## Source data
+ + + +

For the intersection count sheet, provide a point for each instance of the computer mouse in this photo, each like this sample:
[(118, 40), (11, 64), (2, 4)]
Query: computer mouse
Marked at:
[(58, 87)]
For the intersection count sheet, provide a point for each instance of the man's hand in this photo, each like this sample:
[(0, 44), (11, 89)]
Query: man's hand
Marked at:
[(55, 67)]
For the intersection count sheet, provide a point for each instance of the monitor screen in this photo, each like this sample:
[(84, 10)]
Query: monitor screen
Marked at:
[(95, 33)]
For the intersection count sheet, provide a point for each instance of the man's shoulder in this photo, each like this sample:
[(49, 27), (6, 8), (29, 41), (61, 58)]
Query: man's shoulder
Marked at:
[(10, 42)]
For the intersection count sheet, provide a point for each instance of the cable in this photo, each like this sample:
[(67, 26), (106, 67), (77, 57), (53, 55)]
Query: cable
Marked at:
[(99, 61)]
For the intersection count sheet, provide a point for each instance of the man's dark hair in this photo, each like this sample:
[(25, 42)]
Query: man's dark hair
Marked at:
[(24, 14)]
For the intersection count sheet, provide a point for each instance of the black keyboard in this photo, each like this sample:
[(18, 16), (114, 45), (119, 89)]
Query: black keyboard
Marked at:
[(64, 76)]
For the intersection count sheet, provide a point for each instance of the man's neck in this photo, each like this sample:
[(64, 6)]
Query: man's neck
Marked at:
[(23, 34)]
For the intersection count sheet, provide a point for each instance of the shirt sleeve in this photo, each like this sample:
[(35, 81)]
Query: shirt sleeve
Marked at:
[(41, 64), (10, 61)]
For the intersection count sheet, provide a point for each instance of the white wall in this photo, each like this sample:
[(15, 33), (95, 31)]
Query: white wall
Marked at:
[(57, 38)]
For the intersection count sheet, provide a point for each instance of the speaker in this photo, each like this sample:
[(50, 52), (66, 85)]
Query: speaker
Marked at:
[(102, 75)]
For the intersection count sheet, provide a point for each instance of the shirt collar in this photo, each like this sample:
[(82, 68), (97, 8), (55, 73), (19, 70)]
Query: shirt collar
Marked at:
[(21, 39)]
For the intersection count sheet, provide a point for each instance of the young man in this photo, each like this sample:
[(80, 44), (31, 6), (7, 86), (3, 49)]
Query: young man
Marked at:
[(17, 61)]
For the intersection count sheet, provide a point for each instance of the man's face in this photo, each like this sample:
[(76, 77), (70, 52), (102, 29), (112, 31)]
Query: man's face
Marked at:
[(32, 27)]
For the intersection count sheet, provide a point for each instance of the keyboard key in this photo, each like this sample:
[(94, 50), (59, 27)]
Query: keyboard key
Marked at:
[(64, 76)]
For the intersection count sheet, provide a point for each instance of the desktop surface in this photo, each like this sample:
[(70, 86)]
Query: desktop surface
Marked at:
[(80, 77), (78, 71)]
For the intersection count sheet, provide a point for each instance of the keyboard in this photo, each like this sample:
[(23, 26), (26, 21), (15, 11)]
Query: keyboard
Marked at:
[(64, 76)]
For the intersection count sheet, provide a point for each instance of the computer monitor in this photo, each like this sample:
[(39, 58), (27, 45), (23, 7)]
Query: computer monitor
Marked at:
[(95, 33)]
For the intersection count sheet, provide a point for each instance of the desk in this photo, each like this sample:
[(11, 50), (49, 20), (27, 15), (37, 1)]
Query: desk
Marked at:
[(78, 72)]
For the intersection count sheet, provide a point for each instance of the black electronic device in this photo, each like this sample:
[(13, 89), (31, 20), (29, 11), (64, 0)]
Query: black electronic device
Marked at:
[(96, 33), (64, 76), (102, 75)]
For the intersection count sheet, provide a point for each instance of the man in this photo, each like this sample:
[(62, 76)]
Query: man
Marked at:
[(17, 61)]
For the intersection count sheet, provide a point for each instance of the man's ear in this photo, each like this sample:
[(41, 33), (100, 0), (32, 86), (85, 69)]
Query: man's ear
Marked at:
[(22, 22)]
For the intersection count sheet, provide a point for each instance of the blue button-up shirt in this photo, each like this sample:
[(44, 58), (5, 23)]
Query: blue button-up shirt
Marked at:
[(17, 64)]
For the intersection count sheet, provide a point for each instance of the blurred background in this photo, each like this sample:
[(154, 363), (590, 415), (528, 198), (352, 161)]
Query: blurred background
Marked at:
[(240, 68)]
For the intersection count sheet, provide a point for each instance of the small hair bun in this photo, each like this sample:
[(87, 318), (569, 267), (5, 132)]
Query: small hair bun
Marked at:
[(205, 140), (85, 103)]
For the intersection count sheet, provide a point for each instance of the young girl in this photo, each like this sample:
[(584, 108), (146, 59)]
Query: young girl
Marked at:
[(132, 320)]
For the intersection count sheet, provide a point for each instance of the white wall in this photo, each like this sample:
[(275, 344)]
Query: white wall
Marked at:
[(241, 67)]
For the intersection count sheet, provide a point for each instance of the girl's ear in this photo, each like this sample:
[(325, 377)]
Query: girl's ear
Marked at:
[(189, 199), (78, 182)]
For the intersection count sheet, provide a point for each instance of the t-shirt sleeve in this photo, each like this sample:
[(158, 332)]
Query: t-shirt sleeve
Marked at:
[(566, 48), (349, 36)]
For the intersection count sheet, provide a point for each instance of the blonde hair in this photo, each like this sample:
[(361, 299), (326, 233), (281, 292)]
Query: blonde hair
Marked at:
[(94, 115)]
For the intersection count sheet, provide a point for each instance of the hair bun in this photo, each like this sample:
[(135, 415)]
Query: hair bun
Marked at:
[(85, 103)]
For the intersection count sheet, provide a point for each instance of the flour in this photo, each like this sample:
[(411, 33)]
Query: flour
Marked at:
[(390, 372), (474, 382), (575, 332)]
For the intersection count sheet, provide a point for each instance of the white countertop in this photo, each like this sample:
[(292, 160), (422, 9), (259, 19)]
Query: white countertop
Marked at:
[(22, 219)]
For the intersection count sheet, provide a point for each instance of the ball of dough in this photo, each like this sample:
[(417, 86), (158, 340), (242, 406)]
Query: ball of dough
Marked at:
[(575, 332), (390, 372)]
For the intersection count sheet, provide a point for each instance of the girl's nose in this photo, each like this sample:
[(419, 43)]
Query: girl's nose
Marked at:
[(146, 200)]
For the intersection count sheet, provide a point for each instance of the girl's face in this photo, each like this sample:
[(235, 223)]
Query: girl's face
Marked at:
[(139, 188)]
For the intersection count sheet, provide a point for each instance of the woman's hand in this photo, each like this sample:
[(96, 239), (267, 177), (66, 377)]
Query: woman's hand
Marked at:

+ + + +

## Work required
Substitute "jacket sleeve" for "shirt sleeve" in the data above, starting with the line with "the man's neck" and going on through the line with "[(41, 64), (10, 61)]". Give only those lines, with everything else unchanged.

## Task output
For the intersection count sheet, provide a point for each instance of the man's neck in this photo, each like this sample:
[(64, 6)]
Query: man's neck
Marked at:
[(23, 34)]
For the intersection count sheet, provide a point for each instance of the jacket sleeve in this photo, each like this sample:
[(35, 81)]
Query: jacket sleeve
Marked at:
[(41, 64), (10, 61)]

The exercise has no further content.